# The problem
In the excerpt on teacher education, what does the speaker say the Report should be the subject of before consultations begin?

The noble Lord, Lord Maybray-King— who is not only a teacher but this afternoon rather a special teacher—gave us his knowledge on a variety of aspects of education; and of course we have had the benefit of the advice of the noble Lord who is the architect of this Report.

To the noble Lord, Lord Beaumont of Whitley, we are indebted for the very thoughtful manner of his introduction, which my right honourable friend will certainly read with great care, and for giving the House this opportunity to hear the wide range of views that have been expressed. However, my right honourable friend has made it clear—indeed it is in print in the foreword to the Report —that she would wish this extremely important Report to be the subject of wide public discussion as an essential preliminary to the consultations which she intends shortly to initiate. This is the answer to what several noble Lords have said this afternoon, and also to the noble Baroness herself. In these circumstances, I must make it crystal clear to your Lordships that you must not expect me at this stage to enter into detailed discussions on the points raised or on the substance of the Report itself.

I trust that your Lordships will not think I am being either evasive or discourteous in saying that; but were I to do so it would be seen—and I think would be seen quite rightly—as a prejudgment of consultations. In the context of this debate, I regret this for one reason. I regret it because so many interesting points have been raised on, for instance, the diploma of higher education and the value of the second cycle. Most important of all, there were two outstandingly interesting speeches, one by the noble Baroness, Lady Seear, on the first cycle, and the other by my noble friend Lady Young, who, to my mind, made one of the most interesting and comprehensive speeches on education which I have heard in this House. I was glad that the noble Baroness, Lady White, expressed warm appreciation of it.

May I immediately associate the Government with the congratulations which have been extended to the noble Lord, Lord James of Rusholme, and to his colleagues on the vigorous and speedy completion of their task. The noble Lord himself has reminded us this afternoon that there can be no doubt about the difficulty of the task which he and his colleagues were set. The education and training of teachers had already been the subject of wide discussion and detailed examination, and that examination had already generated a mass of evidence. Much of the evidence consisted of statements of opinion, often widely divergent and sharply conflicting.

For it is true to say that underlying the discussion of teacher education for many years there has been a conflict between two views. One view would have the teacher a well-educated person able to adapt to the varying challenges of a teaching career. In its extreme form, this view would be consistent with the notion of the schoolmaster or schoolmistress as a distinguished amateur—one who is born and not made. The contrary view would hold that the complexity of the task in the modern world leaves no room for amateurism: the teacher must be a highly trained professional and, even at the very start of his or her career, must already be equipped with the essential basic skills needed in the first teaching post. This dichotomy—a word which has already been used this afternoon—reflects itself of course in distinctions between education and training and between theory and practice. Clearly, what is needed is a framework within which to achieve a balance and a reconciliation between these two aspects of the problem.

# Listing

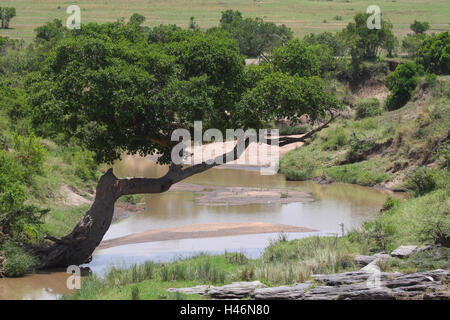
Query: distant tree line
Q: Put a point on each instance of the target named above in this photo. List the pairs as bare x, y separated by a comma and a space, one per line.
6, 14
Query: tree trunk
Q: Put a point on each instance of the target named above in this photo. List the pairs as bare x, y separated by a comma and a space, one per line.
77, 247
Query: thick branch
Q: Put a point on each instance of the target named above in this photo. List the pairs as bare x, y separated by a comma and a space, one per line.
288, 140
175, 174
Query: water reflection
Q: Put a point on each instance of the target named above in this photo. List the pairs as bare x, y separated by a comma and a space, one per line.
334, 204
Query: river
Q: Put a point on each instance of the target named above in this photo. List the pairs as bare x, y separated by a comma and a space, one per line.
334, 206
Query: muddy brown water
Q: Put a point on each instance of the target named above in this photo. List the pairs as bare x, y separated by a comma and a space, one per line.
334, 206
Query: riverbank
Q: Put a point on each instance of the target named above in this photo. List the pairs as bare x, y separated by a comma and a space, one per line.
405, 149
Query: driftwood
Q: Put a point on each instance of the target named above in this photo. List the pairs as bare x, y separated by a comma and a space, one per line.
341, 286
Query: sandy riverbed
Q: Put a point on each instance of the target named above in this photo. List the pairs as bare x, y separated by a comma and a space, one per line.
202, 231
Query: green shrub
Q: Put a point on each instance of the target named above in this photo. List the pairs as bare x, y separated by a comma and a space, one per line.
253, 35
17, 262
368, 108
298, 57
412, 43
290, 130
402, 83
30, 152
335, 138
83, 162
300, 171
421, 180
434, 53
358, 147
419, 27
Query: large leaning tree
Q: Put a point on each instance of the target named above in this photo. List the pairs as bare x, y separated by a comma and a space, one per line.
117, 92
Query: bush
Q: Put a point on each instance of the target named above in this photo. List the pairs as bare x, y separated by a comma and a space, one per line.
17, 262
367, 43
83, 161
297, 57
434, 54
290, 130
402, 83
30, 152
412, 43
419, 27
421, 180
368, 108
335, 42
335, 138
253, 35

# Response
Wide public discussion.